══ DATASET CONTENT
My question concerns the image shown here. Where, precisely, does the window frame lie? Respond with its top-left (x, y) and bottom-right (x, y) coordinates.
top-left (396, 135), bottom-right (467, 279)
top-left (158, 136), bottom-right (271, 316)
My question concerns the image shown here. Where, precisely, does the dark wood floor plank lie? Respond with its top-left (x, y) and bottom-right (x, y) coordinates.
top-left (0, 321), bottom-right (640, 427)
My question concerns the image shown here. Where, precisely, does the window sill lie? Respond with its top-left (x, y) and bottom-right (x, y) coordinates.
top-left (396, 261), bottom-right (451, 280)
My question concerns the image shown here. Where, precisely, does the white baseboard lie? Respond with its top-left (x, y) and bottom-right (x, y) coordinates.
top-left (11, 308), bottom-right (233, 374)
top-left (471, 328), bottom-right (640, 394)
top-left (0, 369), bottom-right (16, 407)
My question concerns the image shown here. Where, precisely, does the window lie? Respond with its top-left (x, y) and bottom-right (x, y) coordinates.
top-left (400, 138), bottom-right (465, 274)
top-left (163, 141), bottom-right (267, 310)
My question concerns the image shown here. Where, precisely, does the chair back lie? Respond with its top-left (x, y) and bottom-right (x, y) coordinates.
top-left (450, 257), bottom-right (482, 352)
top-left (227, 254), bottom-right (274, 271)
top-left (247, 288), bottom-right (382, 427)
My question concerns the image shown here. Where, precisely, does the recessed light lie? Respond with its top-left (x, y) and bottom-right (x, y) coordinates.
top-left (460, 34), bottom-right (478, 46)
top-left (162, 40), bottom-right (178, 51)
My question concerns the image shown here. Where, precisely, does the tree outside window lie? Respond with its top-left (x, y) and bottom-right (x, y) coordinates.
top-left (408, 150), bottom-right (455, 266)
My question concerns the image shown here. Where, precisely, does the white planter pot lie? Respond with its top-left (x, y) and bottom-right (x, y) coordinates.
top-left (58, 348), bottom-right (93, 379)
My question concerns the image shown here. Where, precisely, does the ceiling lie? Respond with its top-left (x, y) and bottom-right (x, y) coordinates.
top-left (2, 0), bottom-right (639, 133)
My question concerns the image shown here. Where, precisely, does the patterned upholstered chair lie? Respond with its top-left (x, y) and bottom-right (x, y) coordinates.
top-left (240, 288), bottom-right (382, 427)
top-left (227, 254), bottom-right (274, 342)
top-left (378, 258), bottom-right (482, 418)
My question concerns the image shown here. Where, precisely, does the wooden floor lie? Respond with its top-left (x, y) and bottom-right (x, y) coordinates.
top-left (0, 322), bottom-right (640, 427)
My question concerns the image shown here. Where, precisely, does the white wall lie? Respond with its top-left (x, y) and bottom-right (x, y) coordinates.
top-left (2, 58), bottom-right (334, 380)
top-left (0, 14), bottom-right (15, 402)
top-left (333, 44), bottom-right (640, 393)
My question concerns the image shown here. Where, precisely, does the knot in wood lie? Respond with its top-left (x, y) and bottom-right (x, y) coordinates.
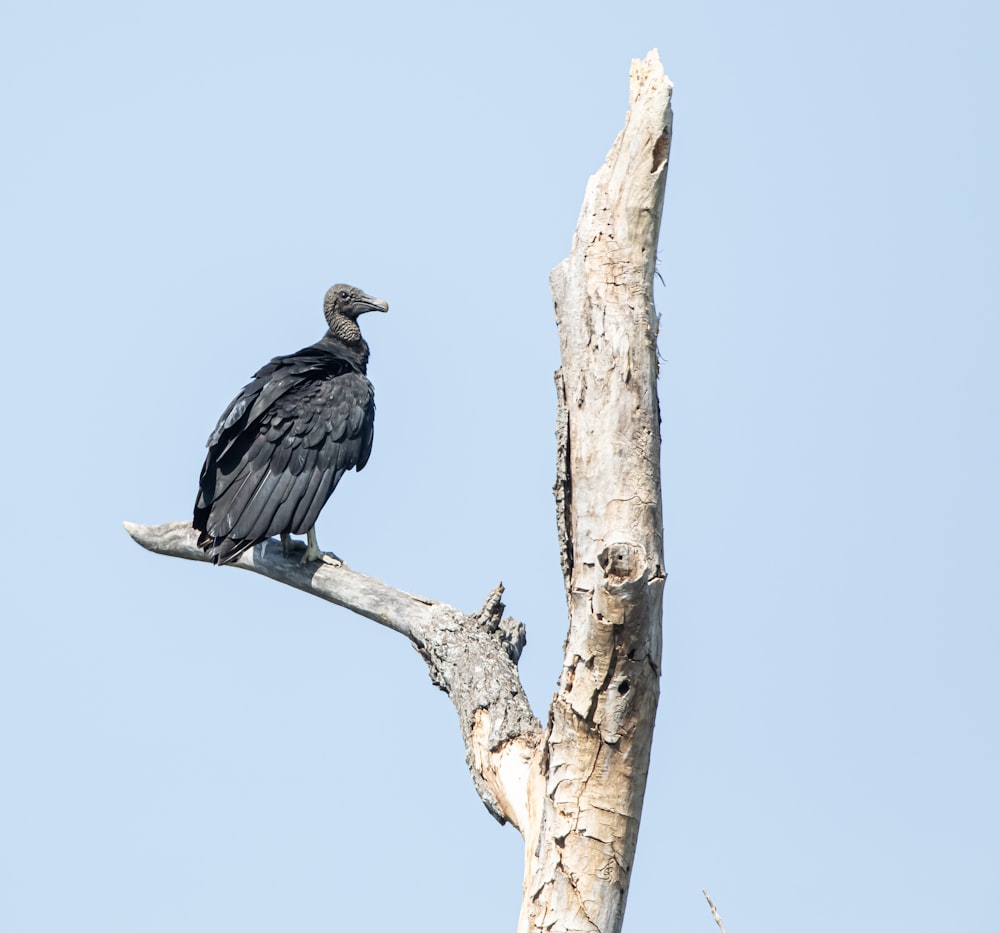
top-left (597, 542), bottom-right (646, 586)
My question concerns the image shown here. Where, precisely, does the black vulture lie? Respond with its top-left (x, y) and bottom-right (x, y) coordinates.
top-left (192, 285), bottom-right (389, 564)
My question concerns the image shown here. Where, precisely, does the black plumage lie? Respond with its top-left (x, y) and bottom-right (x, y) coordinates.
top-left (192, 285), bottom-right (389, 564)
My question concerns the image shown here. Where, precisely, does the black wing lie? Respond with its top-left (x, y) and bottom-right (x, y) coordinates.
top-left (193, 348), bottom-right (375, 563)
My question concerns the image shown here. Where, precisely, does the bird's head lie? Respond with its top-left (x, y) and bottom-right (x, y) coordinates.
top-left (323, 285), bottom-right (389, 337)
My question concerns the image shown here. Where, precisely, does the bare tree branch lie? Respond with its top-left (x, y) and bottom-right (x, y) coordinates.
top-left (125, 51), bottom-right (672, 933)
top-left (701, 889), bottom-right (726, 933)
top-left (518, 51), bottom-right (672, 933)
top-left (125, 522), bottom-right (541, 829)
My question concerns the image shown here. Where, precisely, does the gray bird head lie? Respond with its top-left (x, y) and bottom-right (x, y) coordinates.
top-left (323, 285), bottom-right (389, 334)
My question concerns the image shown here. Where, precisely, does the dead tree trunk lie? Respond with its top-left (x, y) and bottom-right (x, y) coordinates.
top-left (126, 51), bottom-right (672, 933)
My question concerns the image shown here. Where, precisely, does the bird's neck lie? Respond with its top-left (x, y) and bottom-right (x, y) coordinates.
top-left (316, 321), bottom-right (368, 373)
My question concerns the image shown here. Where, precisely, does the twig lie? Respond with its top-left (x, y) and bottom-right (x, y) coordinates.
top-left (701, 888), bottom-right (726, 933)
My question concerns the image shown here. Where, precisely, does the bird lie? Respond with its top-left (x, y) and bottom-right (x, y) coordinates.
════
» EXERCISE BRIEF
Update all the lines above, replacing "image shown here" with "photo provided" wherever it occurs and leaving everything else unchanged. Leave the pictures out of your answer.

» ANSWER TO THE PROBLEM
My question concerns the photo provided. Where, precisely, does the window frame lie? Respond with its top-left (x, y) and bottom-right (x, y) coordinates.
top-left (396, 135), bottom-right (467, 279)
top-left (158, 136), bottom-right (271, 316)
My question concerns the photo provided. Where, precisely, does the dark wood floor plank lie? Respond with its top-left (x, y) and bottom-right (x, y) coordinates.
top-left (0, 321), bottom-right (640, 427)
My question concerns the photo provided. Where, precisely, does the window sill lie? Respond with its top-left (x, y) and bottom-right (x, y) coordinates.
top-left (396, 261), bottom-right (451, 280)
My question concerns the photo provided. Where, precisely, does the white baseboard lie? Respond with its top-left (x, y) and bottom-right (x, y) coordinates.
top-left (11, 308), bottom-right (233, 374)
top-left (471, 328), bottom-right (640, 394)
top-left (0, 369), bottom-right (16, 407)
My question concerns the photo provided. Where, precisely, does the window lie? Respond with its top-left (x, y) and bottom-right (x, y) coordinates.
top-left (400, 138), bottom-right (465, 274)
top-left (163, 141), bottom-right (267, 310)
My question concerns the photo provided. Where, precisely, does the chair back lie? Respond with its top-left (x, y) and bottom-right (x, y) coordinates.
top-left (450, 257), bottom-right (482, 352)
top-left (227, 254), bottom-right (274, 271)
top-left (247, 288), bottom-right (382, 427)
My question concerns the photo provided. Where, precisely, does the recessed light lie? Respond with its top-left (x, y) and bottom-right (x, y) coordinates.
top-left (460, 34), bottom-right (478, 46)
top-left (162, 40), bottom-right (178, 51)
My question concerns the photo provided. Where, precisely, does the tree outside window lie? Respond with its top-left (x, y) and bottom-right (x, y) coordinates.
top-left (408, 150), bottom-right (455, 266)
My question concerns the photo provided. Where, precisely, does the white planter pot lie? Respond with its top-left (x, y) and bottom-right (x, y) coordinates.
top-left (58, 348), bottom-right (93, 379)
My question concerns the photo provided. Where, precisely, does the ceiling lie? Respond with its top-left (x, y) and bottom-right (x, y) coordinates.
top-left (2, 0), bottom-right (639, 133)
My question concerns the photo provided. Where, precisely, does the patterned upholstered chair lie? Respond with its top-left (x, y) and bottom-right (x, y) coordinates.
top-left (240, 288), bottom-right (382, 427)
top-left (227, 254), bottom-right (274, 342)
top-left (378, 258), bottom-right (482, 418)
My question concerns the photo provided. Where, precisely, does the wooden floor lie? Respond with its top-left (x, y) and bottom-right (x, y) coordinates.
top-left (0, 322), bottom-right (640, 427)
My question concerns the photo provided. Where, precisely, does the white wall lie? Respond with its top-left (x, y) and bottom-right (x, y) coordinates.
top-left (2, 58), bottom-right (334, 380)
top-left (0, 14), bottom-right (15, 402)
top-left (333, 44), bottom-right (640, 393)
My question concerns the photo provided. Where, precisely, does the knot in wood lie? Respond with its top-left (x, y) and bottom-right (x, y) coordinates.
top-left (597, 542), bottom-right (646, 586)
My question concerns the photo provided. Where, precisely, does the black vulture lie? Respond with its top-left (x, y) and bottom-right (x, y) coordinates.
top-left (192, 285), bottom-right (389, 564)
My question concerns the photo provided. Where, precisely, does the black plumage lie? Respond with its top-left (x, y) and bottom-right (x, y) coordinates.
top-left (192, 285), bottom-right (389, 564)
My question concerns the photo provided. Where, precisely, does the black wing lie? Respond with its top-left (x, y) and bottom-right (x, y) coordinates.
top-left (193, 348), bottom-right (375, 563)
My question concerns the photo provided. Where, precisely, does the bird's head lie? Respond with its top-left (x, y) and bottom-right (x, y) coordinates.
top-left (323, 285), bottom-right (389, 337)
My question concerns the photo provided. Where, precisely, does the bare tree branch lie? Respond with its top-left (x, y) and bottom-right (x, y) coordinates.
top-left (125, 51), bottom-right (672, 933)
top-left (701, 889), bottom-right (726, 933)
top-left (518, 51), bottom-right (672, 933)
top-left (125, 522), bottom-right (541, 829)
My question concerns the photo provided. Where, precisely, does the gray bird head lie? Respond with its top-left (x, y) and bottom-right (x, y) coordinates.
top-left (323, 285), bottom-right (389, 334)
My question concerns the photo provided. Where, precisely, does the dead tree trunk lie? Respond with its top-left (x, y) and bottom-right (x, y) coordinates.
top-left (126, 51), bottom-right (672, 933)
My question concerns the photo provided. Where, precisely, does the bird's neck lie? Respond with its top-left (x, y) and bottom-right (x, y) coordinates.
top-left (316, 321), bottom-right (368, 373)
My question concerns the photo provided. Where, precisely, does the twig lie? Respond with its top-left (x, y) and bottom-right (x, y) coordinates.
top-left (701, 888), bottom-right (726, 933)
My question concerns the photo provided. Where, precisely, does the bird lie? Respond with its top-left (x, y) and bottom-right (x, y) coordinates.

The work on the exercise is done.